*Exercise*:
Find every line in the records below that contains the string "query", with case counting, and copy each of those lines.
** Start **
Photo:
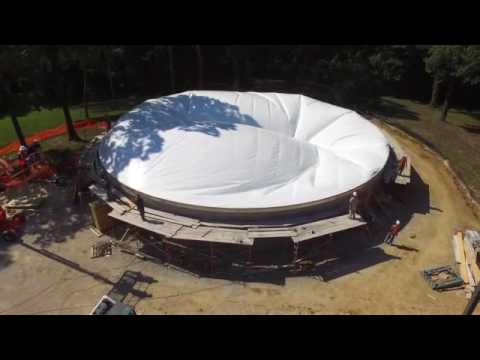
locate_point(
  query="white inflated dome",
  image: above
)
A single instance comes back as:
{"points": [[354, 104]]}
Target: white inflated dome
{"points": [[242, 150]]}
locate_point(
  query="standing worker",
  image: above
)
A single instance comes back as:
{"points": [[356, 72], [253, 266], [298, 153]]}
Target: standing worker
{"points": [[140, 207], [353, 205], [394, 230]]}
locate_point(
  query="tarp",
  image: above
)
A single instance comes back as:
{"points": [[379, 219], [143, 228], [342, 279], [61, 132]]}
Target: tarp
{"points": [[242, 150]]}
** End **
** Start **
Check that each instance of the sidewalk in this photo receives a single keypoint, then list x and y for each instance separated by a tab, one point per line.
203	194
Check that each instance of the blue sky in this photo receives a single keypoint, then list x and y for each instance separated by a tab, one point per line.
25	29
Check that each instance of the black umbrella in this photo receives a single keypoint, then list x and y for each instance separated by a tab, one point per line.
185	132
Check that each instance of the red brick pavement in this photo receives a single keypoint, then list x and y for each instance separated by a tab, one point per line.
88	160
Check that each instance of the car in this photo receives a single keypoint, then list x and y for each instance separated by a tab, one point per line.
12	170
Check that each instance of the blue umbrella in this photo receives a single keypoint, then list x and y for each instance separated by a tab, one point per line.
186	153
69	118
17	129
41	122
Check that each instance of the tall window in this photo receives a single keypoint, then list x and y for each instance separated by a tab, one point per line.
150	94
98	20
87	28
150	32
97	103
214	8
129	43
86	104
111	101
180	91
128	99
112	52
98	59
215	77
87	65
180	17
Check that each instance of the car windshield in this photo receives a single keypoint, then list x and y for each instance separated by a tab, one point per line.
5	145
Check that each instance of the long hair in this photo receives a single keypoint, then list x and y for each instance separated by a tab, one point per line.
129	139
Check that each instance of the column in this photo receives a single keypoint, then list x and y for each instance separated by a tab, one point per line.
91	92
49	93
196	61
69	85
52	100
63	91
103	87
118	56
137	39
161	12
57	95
** End **
*Answer to the task*:
  query="white inflated dome",
  query="standing worker",
  query="tarp",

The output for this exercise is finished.